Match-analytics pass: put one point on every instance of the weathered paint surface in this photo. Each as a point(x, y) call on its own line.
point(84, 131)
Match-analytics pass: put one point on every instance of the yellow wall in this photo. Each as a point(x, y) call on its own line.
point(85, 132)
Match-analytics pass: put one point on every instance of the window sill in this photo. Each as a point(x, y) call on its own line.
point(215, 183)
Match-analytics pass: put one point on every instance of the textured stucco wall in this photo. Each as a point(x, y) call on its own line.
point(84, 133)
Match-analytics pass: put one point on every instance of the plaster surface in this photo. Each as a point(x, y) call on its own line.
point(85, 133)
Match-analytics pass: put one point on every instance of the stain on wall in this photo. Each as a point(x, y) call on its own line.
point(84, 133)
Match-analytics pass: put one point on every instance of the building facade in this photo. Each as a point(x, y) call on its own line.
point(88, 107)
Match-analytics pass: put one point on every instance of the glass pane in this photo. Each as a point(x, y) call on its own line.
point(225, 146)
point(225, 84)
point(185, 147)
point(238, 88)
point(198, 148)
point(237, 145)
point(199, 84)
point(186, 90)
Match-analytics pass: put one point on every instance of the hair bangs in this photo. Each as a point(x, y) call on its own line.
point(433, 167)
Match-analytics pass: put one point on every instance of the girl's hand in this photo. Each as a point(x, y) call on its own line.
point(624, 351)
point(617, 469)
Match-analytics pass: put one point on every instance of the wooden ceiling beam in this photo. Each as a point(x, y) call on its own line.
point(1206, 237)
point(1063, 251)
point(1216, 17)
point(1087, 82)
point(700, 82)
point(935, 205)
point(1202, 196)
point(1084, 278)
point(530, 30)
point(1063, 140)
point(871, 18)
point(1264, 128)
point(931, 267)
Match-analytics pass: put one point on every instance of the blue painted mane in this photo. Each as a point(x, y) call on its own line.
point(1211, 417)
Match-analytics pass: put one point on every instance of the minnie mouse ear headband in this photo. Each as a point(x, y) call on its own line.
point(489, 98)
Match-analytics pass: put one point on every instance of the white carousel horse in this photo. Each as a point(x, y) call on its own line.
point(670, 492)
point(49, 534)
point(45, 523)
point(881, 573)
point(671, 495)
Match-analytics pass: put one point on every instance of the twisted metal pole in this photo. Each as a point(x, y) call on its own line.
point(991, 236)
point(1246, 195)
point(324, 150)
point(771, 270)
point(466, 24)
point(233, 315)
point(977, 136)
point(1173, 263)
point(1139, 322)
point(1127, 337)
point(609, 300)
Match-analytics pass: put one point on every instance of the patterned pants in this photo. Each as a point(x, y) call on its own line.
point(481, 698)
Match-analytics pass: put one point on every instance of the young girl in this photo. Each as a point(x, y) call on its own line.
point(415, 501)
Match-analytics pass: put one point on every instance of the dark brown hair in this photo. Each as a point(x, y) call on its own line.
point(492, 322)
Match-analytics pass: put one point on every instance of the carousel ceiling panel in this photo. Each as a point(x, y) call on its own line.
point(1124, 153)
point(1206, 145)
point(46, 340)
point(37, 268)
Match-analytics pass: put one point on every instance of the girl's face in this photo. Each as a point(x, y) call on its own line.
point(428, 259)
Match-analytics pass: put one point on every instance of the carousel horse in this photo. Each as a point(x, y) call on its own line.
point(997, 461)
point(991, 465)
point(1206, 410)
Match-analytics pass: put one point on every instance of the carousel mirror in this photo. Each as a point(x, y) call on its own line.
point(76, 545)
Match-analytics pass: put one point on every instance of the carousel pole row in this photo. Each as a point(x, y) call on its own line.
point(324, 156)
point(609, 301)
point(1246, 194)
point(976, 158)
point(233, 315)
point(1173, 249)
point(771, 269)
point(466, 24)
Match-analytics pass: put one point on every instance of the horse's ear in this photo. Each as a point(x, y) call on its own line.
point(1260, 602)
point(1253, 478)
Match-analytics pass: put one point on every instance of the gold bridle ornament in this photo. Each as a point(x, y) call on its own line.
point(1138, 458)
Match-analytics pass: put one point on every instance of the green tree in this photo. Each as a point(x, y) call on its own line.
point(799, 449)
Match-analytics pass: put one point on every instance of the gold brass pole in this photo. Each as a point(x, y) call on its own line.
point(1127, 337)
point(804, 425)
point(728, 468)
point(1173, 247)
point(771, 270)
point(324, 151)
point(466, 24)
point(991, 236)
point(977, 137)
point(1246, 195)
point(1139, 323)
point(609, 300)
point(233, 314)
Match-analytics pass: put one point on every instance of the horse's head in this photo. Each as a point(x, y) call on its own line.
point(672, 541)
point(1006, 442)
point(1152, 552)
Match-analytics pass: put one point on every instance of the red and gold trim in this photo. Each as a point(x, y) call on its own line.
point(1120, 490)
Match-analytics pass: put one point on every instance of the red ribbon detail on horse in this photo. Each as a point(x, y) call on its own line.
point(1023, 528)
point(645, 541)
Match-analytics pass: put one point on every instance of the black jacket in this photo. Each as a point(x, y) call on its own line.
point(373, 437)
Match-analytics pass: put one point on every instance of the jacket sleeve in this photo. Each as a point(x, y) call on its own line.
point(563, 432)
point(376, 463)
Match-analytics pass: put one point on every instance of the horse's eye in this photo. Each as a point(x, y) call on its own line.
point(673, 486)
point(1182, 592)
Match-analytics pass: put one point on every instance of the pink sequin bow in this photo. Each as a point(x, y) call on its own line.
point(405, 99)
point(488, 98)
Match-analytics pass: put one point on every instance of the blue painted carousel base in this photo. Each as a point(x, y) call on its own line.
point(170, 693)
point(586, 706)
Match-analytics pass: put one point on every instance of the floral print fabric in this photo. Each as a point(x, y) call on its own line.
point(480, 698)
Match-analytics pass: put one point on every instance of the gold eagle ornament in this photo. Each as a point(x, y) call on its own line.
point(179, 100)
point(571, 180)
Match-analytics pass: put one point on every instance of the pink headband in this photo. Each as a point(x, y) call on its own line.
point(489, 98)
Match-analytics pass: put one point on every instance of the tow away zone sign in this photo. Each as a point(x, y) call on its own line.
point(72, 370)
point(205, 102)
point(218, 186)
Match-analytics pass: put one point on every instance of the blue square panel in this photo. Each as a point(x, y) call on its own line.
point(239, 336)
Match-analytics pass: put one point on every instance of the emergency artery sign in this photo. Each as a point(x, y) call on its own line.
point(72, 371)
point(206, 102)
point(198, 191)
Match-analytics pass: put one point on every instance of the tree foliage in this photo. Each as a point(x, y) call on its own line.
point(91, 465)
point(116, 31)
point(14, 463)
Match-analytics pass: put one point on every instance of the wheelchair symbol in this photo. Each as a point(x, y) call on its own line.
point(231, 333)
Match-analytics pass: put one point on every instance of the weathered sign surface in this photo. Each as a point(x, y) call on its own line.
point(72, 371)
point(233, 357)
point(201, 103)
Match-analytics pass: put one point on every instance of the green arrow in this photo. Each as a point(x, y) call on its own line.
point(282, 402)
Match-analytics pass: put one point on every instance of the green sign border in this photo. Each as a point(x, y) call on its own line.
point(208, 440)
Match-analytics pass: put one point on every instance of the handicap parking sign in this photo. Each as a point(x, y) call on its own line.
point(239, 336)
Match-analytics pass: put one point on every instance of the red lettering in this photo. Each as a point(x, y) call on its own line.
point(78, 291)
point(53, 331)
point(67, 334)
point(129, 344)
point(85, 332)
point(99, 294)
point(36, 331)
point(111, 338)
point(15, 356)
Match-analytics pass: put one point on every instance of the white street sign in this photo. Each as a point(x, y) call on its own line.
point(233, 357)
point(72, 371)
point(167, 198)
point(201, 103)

▶ [What the task asks]: Please express all the rows above as a CSV with the two columns text and answer, one line per row. Put each row's wording and its point calls in double-quoted fields, with line breaks replaced by spaces.

▶ [Exercise solution]:
text,answer
"Match-analytics pass: put one point on every instance of the weathered paint surface in this photo. Each as a point(x, y) call on its own line.","point(84, 131)"
"Match-analytics pass: put one point on every instance of the yellow wall in this photo. Each as a point(x, y) call on its own line.","point(85, 132)"
"Match-analytics pass: put one point on every instance of the window sill in this photo. Each as a point(x, y) call on its own line.","point(215, 183)"
"Match-analytics pass: put one point on every instance of the textured stucco wall in this photo. Each as a point(x, y) call on its own line.","point(84, 133)"
"Match-analytics pass: put one point on every instance of the plaster surface in this photo. Each as a point(x, y) call on its own line.","point(85, 133)"
"Match-analytics pass: put one point on every instance of the stain on wall in this photo. Each as a point(x, y) call on its own line.","point(84, 133)"
"Match-analytics pass: put one point on every instance of the building facade in this photo. Each as a point(x, y) call on its own line.","point(88, 107)"
"Match-analytics pass: put one point on every instance of the glass pane in this photo. Each as a point(x, y) call on its own line.","point(225, 146) point(225, 84) point(185, 147) point(238, 88) point(198, 148) point(237, 145) point(199, 84) point(186, 90)"
"Match-analytics pass: put one point on every instance of the hair bangs in this photo. Each as a point(x, y) call on its own line.","point(433, 167)"
"Match-analytics pass: put one point on every instance of the girl's hand in this photo. Each as a point(x, y) call on its own line.","point(624, 351) point(617, 469)"
"Match-analytics pass: put one point on every instance of the wooden ceiling beam in this photo. Each as a point(x, y) call on its own line.","point(1206, 237) point(1063, 251) point(1216, 17) point(1087, 82) point(700, 82) point(935, 205) point(1202, 196) point(1084, 278) point(530, 30) point(1063, 140) point(871, 18) point(1264, 128) point(931, 267)"
"Match-analytics pass: put one point on every instance of the blue painted mane in this photo. Each as a point(x, y) call on its own line.","point(1211, 417)"
"Match-analytics pass: put one point on every instance of the minnie mouse ear headband in this photo. Each as a point(x, y) call on its own line.","point(489, 98)"
"Match-analytics pass: put one point on every instance of the white carousel horse in this photo. Each as a point(x, y) call on its own line.","point(670, 492) point(49, 534) point(45, 523) point(881, 573) point(671, 495)"
"Match-analytics pass: put one point on every instance of the twisted metal pole in this photo. Each as a point(x, y) call on its own line.","point(991, 236) point(1246, 195) point(324, 150) point(771, 270) point(466, 24) point(233, 315) point(977, 136) point(1173, 263) point(1139, 322) point(1127, 337) point(609, 300)"
"Match-analytics pass: put one point on every instance of the patterned pants in this photo. Each as a point(x, y) call on its own line.","point(481, 698)"
"Match-analytics pass: put one point on every instance of the young girl in this photo. Each as a point(x, y) call on its own line.","point(415, 501)"
"Match-analytics pass: put one point on every instance of the dark brown hair in this photo. Each as a point(x, y) call on its own line.","point(492, 322)"
"Match-analytics pass: put one point on every instance of the carousel ceiling panel in this photo. Each as a point(x, y) call on its own line.","point(1124, 153) point(1206, 145) point(46, 340) point(37, 268)"
"Match-analytics pass: put one point on every instance of the girl's face in this photo. Each as a point(x, y) call on its own line.","point(428, 259)"
"Match-analytics pass: put one point on every instance of the carousel horse in this photo. Each as a point(x, y) call on its own line.","point(997, 461) point(991, 465) point(1206, 410)"
"Match-analytics pass: put one point on every instance of the carousel mirror in this photo. Each as a point(x, y) call on its own line.","point(76, 545)"
"Match-analytics pass: put one point on every instance of the carousel pole row in this photo. Each as a point(x, y) call on its own line.","point(324, 156) point(609, 301) point(1246, 194) point(976, 158) point(233, 315) point(1173, 249) point(771, 269) point(466, 24)"
"Match-analytics pass: put one point on every instance of the horse's ear in this photo. Each as a point(x, y) call on its own line.","point(1260, 602) point(1253, 478)"
"Match-analytics pass: put one point on every instance of the gold bridle ornament in this photo. Each as a point(x, y) call on its own line.","point(1138, 458)"
"Match-analytics pass: put one point on every instance of the green tree in this photo. Each as a point(x, y) call on its own line.","point(799, 449)"
"Match-analytics pass: put one point on every instance of the gold brass pole in this photo. Each as a point(x, y) call on its own line.","point(1127, 337) point(804, 425) point(728, 468) point(1173, 247) point(771, 270) point(324, 151) point(466, 24) point(991, 236) point(977, 137) point(1246, 195) point(1139, 323) point(609, 300) point(233, 314)"
"Match-analytics pass: put one point on every instance of the horse's head in this photo. Each as a point(x, y) call on its own line.","point(672, 541) point(1006, 442) point(1152, 552)"
"Match-analytics pass: put one point on every instance of the red and gold trim in this photo. Each as a point(x, y) call on its own line.","point(1120, 490)"
"Match-analytics pass: put one point on every instance of the red ribbon detail on horse in this photo. Each as a point(x, y) call on its own line.","point(1023, 528) point(645, 541)"
"Match-analytics pass: put one point on every instance of the black jacket in this photo. Each as a point(x, y) call on its own line.","point(373, 437)"
"Match-analytics pass: put one point on every instance of the jacket sleeve in this photo. Each as a point(x, y) call on its own line.","point(563, 432) point(376, 463)"
"Match-analytics pass: put one point on every instance of the horse's eye in this photo. Each as a point(x, y) call on its own line.","point(673, 486) point(1182, 592)"
"Match-analytics pass: put one point on every instance of the pink sequin bow in this photo. Each as a point(x, y) call on its own line.","point(405, 99) point(488, 98)"
"Match-analytics pass: put one point on every instance of the blue painted carousel base in this photo. Each as a point(x, y) call on its own line.","point(170, 693) point(586, 706)"
"Match-analytics pass: put one point on every instance of the floral print fabric in this photo. Each as a point(x, y) call on its own line.","point(480, 698)"
"Match-analytics pass: put one point on every instance of the gold eagle ornament in this photo. Each as a point(x, y) call on its own line.","point(179, 100) point(571, 180)"
"Match-analytics pass: put one point on every instance of the pink headband in this photo. Each as a point(x, y) call on its own line.","point(489, 98)"
"Match-analytics pass: put one point on every instance of the tow away zone sign in this photo. Each as a point(x, y) call on its own line.","point(72, 370) point(205, 102) point(218, 186)"
"Match-analytics pass: put one point on every instance of the blue square panel in this photo. Each as a point(x, y) call on its own line.","point(239, 336)"
"Match-analytics pass: put one point on every instance of the emergency artery sign in this photo. Each as a point(x, y) call on its own line.","point(72, 371) point(206, 102) point(198, 191)"
"Match-analytics pass: put one point on every instance of the tree foliage in this photo. Each as a point(x, y) call on its own line.","point(91, 465) point(116, 31) point(14, 463)"
"Match-analytics pass: put one point on every instance of the wheelchair symbol in this photo. Each as a point(x, y) call on its own line.","point(231, 333)"
"Match-analytics pass: put one point on every instance of the weathered sign surface in this photo. Each as a point(x, y) call on its own line.","point(72, 371) point(233, 357) point(201, 103)"
"Match-analytics pass: put one point on every instance of the green arrow in this photo. Each as a point(x, y) call on its own line.","point(282, 402)"
"Match-analytics pass: put one point on every instance of the green sign border in this photo. Each as a point(x, y) call on its own line.","point(208, 440)"
"Match-analytics pass: put one point on every instance of the handicap parking sign in this photo. Each as a point(x, y) call on its own line.","point(239, 336)"
"Match-analytics pass: put one point on every instance of the red lettering in this photo. Each as a point(x, y) call on its own line.","point(78, 291) point(53, 331) point(67, 334) point(129, 344) point(85, 332) point(99, 294) point(36, 331) point(111, 338) point(15, 356)"
"Match-analytics pass: put one point on every instance of the white street sign in this photo. Each as a point(x, y) call on its own line.","point(233, 357) point(72, 371) point(167, 198) point(201, 103)"